The University of Lincoln and the University of Sheffield are researching how DNA could be repaired.

New research has found that there is a link between non-coding DNA and certain neurological disorders such as Alzheimer’s and motor neurone disease.

A team from the University of Lincoln and the University of Sheffield identified how oxidative breaks in so-called ‘junk’ DNA are formed and repaired, exploring how the repairing of these breaks could protect us from neurological diseases in the future.

The discovery unlocks the potential for pioneering new research into this ‘junk’ DNA, which makes up 98% of our total cellular DNA.

Lead author, Dr Swagat Ray, senior lecturer in cell biology at the School of Life and Environmental Sciences at the University of Lincoln, explained: “This is the culmination of half a decade of rigorous research by an exceptionally talented team led by Professor Sherif El-Khamisy at the University of Sheffield”.

• _TASKS TO PERFORM_:
1 > Reproduce the DNA repair article word for word, starting with "New research has" and going on through "in the future.".
2 > Decide whether each statement agrees with the DNA repair article, answering yes or no and quoting the words that settle it: (a) The team that identified how oxidative breaks in 'junk' DNA are formed and repaired came from the University of Lincoln and the University of Sheffield. (b) 'Junk' DNA makes up about half of our total cellular DNA. (c) Dr Swagat Ray is a senior lecturer at the University of Sheffield.
3 > Write the next part of the DNA repair article, beginning after Dr Swagat Ray's quoted remark.

• _SOURCE INFORMATION_:

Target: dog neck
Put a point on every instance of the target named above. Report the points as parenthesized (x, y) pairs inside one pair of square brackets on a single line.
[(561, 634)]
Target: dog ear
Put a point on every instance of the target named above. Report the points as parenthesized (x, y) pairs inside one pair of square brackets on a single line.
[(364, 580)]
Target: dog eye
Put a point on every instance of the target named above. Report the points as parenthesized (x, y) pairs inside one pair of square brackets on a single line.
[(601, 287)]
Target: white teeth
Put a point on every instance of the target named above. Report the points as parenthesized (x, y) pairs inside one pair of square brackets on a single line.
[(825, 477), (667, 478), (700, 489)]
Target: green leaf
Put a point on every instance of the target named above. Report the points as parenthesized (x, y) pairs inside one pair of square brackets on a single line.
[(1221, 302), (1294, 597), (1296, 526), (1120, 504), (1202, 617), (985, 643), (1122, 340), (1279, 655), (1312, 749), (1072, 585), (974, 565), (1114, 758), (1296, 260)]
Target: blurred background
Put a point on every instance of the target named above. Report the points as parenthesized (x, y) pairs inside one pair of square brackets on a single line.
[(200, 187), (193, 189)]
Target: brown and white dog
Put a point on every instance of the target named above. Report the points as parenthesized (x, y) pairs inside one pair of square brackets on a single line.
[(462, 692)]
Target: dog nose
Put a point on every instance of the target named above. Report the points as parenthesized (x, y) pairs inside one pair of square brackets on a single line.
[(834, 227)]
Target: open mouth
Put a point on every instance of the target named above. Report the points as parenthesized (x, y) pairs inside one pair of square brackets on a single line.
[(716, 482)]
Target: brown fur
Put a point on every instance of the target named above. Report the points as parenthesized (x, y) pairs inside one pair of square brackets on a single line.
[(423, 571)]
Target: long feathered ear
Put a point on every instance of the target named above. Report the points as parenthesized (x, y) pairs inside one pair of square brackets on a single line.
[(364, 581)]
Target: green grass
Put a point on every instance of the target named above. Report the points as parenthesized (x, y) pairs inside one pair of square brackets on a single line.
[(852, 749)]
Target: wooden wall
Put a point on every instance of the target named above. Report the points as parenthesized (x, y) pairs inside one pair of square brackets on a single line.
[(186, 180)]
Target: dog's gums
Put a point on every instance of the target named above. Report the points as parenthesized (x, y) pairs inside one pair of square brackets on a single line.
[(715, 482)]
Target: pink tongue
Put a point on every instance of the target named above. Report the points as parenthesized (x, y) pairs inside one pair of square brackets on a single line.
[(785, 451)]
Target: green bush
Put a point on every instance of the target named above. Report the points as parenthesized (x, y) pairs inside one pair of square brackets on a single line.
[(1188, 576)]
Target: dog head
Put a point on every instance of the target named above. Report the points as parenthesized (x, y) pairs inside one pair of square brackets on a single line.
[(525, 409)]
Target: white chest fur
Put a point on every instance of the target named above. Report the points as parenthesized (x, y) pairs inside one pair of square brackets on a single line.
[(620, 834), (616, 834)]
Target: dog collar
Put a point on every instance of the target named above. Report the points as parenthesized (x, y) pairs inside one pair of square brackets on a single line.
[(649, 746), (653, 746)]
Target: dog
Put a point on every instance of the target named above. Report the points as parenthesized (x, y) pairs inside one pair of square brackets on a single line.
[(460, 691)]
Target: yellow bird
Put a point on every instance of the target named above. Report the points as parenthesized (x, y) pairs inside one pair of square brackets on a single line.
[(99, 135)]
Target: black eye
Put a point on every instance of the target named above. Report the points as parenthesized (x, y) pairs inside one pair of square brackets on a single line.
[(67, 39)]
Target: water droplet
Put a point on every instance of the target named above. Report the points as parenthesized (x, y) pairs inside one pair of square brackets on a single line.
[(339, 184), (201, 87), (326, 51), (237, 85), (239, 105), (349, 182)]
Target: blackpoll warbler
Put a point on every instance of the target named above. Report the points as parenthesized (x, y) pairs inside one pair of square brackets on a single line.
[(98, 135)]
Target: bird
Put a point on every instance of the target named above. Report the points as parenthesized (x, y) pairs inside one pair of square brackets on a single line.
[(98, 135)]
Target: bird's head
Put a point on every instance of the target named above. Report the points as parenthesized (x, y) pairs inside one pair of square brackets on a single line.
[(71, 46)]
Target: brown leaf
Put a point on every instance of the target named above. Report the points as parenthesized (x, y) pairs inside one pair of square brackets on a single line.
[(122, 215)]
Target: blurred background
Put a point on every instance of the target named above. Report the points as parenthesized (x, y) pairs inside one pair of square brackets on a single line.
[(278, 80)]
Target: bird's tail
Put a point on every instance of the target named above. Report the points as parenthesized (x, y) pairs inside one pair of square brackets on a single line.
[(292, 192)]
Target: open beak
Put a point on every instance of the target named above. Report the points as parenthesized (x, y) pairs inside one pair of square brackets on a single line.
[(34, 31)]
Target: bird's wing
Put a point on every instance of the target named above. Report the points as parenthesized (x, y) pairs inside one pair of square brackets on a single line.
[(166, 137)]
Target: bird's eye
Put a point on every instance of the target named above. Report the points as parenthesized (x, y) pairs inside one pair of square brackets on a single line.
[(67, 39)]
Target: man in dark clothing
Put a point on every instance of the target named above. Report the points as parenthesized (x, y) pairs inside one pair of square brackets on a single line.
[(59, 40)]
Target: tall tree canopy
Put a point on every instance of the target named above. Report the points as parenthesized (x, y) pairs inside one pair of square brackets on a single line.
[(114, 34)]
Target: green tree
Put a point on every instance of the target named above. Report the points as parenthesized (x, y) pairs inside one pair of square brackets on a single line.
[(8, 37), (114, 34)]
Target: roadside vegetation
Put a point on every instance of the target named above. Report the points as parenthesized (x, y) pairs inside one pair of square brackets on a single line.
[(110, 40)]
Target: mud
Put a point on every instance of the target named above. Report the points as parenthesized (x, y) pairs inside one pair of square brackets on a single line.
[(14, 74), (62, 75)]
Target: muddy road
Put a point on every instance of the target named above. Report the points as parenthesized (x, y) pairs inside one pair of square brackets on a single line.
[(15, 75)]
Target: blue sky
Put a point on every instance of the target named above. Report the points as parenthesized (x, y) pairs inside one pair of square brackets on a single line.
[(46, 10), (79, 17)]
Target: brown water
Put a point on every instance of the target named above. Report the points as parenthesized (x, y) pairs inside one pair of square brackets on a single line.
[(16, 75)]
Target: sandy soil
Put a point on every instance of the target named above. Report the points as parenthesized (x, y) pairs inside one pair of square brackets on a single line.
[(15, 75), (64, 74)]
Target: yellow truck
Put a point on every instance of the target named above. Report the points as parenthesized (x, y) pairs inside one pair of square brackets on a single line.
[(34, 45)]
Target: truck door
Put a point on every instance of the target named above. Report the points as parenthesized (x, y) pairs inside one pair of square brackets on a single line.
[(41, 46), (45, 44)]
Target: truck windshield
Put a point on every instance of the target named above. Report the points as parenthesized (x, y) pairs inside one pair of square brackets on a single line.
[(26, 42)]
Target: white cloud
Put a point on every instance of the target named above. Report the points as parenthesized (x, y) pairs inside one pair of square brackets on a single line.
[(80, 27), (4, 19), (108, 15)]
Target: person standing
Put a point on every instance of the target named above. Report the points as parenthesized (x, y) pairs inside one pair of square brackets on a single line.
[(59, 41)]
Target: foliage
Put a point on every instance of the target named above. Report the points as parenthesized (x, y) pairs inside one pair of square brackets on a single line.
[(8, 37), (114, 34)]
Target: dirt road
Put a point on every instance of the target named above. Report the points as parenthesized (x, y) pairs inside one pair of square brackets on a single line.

• _ANSWERS GIVEN_:
1 >
New research has found that there is a link between non-coding DNA and certain neurological disorders such as Alzheimer’s and motor neurone disease.

A team from the University of Lincoln and the University of Sheffield identified how oxidative breaks in so-called ‘junk’ DNA are formed and repaired, exploring how the repairing of these breaks could protect us from neurological diseases in the future.

2 >
(a) Yes: "A team from the University of Lincoln and the University of Sheffield identified how oxidative breaks in so-called ‘junk’ DNA are formed and repaired"
(b) No: "which makes up 98% of our total cellular DNA"
(c) No: "senior lecturer in cell biology at the School of Life and Environmental Sciences at the University of Lincoln"

3 >
“Oxidative stress is an unavoidable consequence of cellular metabolism and can be influenced by factors such as diet, lifestyle and environment. In the long term, oxidative stress can cause irreparable damage to the body’s cells, proteins and DNA, accelerating the ageing process and contributing to the development of neurological diseases such as dementia,” he added.

Up to one billion people all over the world suffer from neurological conditions such as motor neurone disease and Alzheimer’s, which are caused by the progressive loss of brain cells called neurones.

The findings of this study can now pave the way for future research, which could lead to earlier detection, delay or even cure of many neurological disorders.